----- Extract to read
On my first Thanksgiving, I was treated to something other than a long walk. Papa Doug was never one to waste an opportunity. Come to think of it, he was never one to waste anything. Even the meager leftovers from people’s Thanksgiving dinner ended up in a pan and repurposed for either dogs or pigs. Anyway, on Thanksgiving of 1983 he took advantage of a large family gathering to move his cattle from the main pasture to the Watson field. That’s right. On my first trip to The Farm I got to participate in a real, live cattle drive.
It was like being in a John Wayne movie. Okay, not really. We didn’t have to fight off any rustlers or wild animals. We didn’t have horses. We didn’t camp out. And we weren’t exactly driving cattle for miles across the prairie. We ran them less than a mile through the woods. I may not be remembering this exactly as it happened. I may have a bit of nostalgic memory going on, here. But we encircled the herd (except there was no one in front of them – duh), whooped and hollered, waved our arms frantically while holding towels and shirts, and kept every last one of them moving together until they were all inside the gate of their new home. Then we all walked back to the house. For this “city boy” it was great fun!
----------
----- Material provided
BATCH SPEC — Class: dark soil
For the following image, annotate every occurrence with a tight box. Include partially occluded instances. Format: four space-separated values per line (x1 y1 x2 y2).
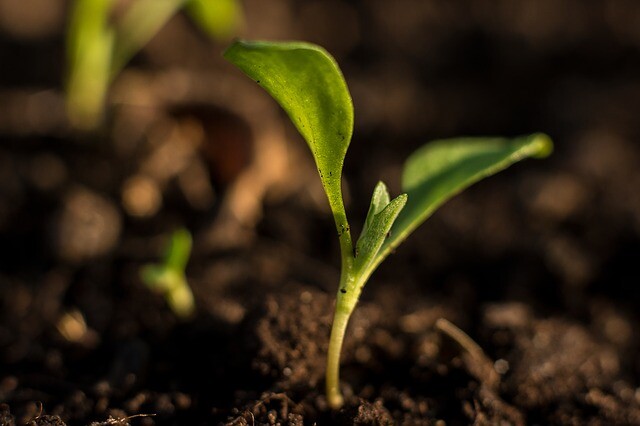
----------
Continue the Thanksgiving cattle drive memoir above from its last sentence.

From that first trip to The Farm I was hooked. I’ve been going back for the past thirty-five years. Wow, I’m going to have to pause for just a minute and let that sink in… After thirty-five years, it is still my resting place. I spend hours on the front porch reading, praying, thinking… I take long walks. It’s been years since I walked to the New Ground, but I almost always take at least one walk to the Watson field. Breakfast still tastes better at The Farm. At Thanksgiving, when the air is cool and lots of extended family have joined us, we will build large bonfires in the evenings. As my good friend Bruce says, “A bumpkin loves a fire!”
Ministry is hard work. It’s not the same kind of hard work that Papa Doug did around the farm. It’s mentally hard. It is emotionally draining. It can be spiritually exhausting. That is especially true for those whose ministry involves church revitalization. Vance Havner was correct, “If you don’t come apart, you are going to come apart.” From time to time we need to come apart from the daily routines for rest.
In the Spring of 1998 I was the pastor of the First Baptist Church of Elba, Alabama. In early March our town was flooded. Six feet of water inundated all of downtown including the first floor of the church. Several church families were also affected. As soon as the water receded we got to work pulling carpet, removing sheetrock, cleaning up the mess at church and in people’s homes. I had to go through my entire ministry library to determine what could be salvaged and what could not. There were meetings with church leadership, insurance adjusters, and government officials to determine the future of our church.
At the same time, I was still their pastor. There were sermons to be preached and hospitals to be visited. I conducted five funerals in less than a month, including two in one day. By the time spring break came along in April I had hit a wall. I was exhausted. The Farm was my refuge that spring break. It was the place I went to rest. It was the place I went to recharge. And so it has been for the past twenty years.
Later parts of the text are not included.